> BRANO PROPOSTO
Catalogo

TEULADA STORIA E SOCIETÀ nel 400° anniversario della fondazione (1624-2024)

A cura di Salvatore Loi e Giovanni Murgia

Nella ricostruzione del processo storico che ha profondamente segnato la vicenda umana di Teulada, dalla sua rifondazione nel 1624 fino ai nostri giorni, l’attenzione degli studiosi, Giovanni Murgia, Andrea Pubusa, Fabio Parascandolo, docenti universitari, Giovanni Serreli, ricercatore ISEM-CNR di Cagliari, Enrico Trogu, direttore dell’Archivio di Stato di Cagliari, e Salvatore Loi, hanno posto con puntualità scientifica l’attenzione sull’uomo, colto come singolo individuo, sia nel suo agire all’interno, che all’esterno delle aggregazioni sociali che lo contengono.
Nel muoversi su questa traiettoria storica lo studio su Teulada ha richiesto un notevole impegno nella ricerca delle fonti documentarie reperite presso diversi archivi spagnoli, di Genova e di Cagliari, che ha consentito comunque di squarciare i veli di luoghi comuni, spesso banali, su una realtà territoriale che nel corso del tempo l’ha vista sempre proiettata verso l’orizzonte del mare, foriero allo stesso tempo di imprevedibili pericoli, ma anche di processi di crescita e di sviluppo, che poi hanno contribuito a plasmare la complessa, ma originale, identità teuladina.

> CONSEGNA SCRITTA A
Secondo il brano proposto, presso quali archivi sono state reperite le fonti documentarie dello studio su Teulada?

> RIGHE IN INGRESSO
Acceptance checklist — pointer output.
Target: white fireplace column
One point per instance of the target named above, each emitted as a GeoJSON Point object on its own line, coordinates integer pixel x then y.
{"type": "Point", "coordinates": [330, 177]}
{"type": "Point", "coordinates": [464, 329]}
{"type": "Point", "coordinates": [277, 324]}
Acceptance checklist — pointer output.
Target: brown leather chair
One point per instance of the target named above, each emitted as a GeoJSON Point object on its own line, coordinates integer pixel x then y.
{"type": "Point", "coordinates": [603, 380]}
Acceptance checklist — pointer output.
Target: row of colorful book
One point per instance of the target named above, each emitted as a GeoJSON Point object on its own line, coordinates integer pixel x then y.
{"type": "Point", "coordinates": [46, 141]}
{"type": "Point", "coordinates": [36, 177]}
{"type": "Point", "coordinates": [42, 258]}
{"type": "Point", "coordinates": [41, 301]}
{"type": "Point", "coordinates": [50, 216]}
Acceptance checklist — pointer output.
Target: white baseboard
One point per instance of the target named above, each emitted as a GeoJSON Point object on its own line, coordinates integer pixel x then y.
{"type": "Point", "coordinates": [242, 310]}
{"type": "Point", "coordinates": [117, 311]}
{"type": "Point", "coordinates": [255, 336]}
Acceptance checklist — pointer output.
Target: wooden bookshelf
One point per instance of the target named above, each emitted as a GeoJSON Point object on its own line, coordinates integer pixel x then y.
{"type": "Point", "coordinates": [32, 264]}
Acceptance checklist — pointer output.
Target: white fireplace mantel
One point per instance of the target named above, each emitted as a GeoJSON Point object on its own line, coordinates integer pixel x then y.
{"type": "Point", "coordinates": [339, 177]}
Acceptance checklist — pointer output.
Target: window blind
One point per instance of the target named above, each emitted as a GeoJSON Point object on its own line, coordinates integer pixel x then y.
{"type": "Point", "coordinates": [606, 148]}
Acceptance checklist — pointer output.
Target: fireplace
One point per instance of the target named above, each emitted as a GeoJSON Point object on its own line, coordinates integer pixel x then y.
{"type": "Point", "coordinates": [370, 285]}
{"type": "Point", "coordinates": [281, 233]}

> CONSEGNA SCRITTA B
Indichi quante righe dei record contengono la stringa "fireplace", riportando soltanto il numero.

> RISULTATO ATTESO A
Presso diversi archivi spagnoli, di Genova e di Cagliari.

> RISULTATO ATTESO B
3